- _The problem_:
Copy out the records from the line containing "shaped like [52,195]." through the end of the records, both ends included and requests kept, with every coordinate in the answers shifted up by 139. Leave the sample pairs in the requests unchanged.

- _Dataset records_:
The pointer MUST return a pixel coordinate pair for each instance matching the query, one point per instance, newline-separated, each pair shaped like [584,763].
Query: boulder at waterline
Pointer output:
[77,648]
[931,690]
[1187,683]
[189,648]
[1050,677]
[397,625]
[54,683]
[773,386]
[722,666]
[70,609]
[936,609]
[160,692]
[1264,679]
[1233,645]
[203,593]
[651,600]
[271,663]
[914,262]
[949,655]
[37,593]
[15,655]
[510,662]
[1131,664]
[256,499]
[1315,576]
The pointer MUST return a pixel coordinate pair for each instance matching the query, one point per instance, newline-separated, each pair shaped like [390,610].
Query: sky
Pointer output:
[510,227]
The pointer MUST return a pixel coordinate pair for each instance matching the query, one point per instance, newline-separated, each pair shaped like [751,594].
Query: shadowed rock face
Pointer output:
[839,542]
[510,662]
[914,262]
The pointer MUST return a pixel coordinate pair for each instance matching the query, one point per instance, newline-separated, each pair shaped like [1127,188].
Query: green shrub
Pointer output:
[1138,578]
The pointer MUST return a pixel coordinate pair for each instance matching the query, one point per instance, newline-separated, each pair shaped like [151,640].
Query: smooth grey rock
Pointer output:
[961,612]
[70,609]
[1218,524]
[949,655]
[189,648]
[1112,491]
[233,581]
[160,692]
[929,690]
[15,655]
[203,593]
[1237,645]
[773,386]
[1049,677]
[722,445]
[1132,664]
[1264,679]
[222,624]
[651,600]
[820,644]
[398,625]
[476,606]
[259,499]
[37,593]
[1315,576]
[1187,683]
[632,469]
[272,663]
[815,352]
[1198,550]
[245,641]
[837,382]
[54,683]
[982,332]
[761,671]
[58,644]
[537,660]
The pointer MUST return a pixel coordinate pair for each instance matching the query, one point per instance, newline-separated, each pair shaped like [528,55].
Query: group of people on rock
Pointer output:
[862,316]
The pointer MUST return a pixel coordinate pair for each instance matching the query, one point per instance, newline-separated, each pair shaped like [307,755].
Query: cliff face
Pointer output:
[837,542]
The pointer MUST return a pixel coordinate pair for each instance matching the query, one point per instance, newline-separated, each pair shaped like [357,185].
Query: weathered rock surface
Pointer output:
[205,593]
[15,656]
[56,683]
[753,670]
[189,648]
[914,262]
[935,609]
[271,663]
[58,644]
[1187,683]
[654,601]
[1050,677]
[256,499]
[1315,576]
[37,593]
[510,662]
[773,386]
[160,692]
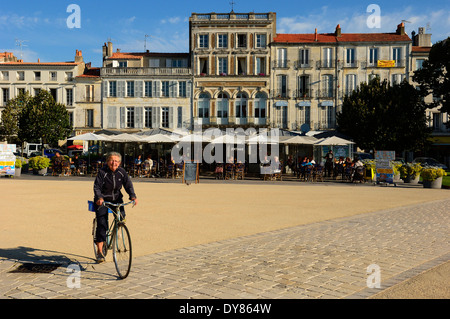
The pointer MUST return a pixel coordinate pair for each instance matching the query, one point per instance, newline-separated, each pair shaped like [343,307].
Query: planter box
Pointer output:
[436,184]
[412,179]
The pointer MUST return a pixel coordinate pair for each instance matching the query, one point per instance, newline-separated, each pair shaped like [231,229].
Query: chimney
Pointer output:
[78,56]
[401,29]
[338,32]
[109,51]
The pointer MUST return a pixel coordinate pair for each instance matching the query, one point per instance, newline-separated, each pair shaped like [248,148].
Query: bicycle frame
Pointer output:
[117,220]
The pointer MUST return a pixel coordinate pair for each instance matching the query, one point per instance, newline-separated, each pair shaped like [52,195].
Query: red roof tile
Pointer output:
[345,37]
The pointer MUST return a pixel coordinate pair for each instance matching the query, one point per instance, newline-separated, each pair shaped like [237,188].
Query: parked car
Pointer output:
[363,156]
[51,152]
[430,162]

- _Complete output_:
The pointer MUST return a pixel coordinate pair for each instance matching the query, one point per instance, newline-separated, each pair shaped like [52,195].
Query: red roof tile
Pointer output:
[484,176]
The pointer MUST return a pixel coordinate pair for each instance matching the query, one point per instance, newline-separated, each pair shaped like [237,188].
Query: parked car
Pointer output:
[502,295]
[190,291]
[569,301]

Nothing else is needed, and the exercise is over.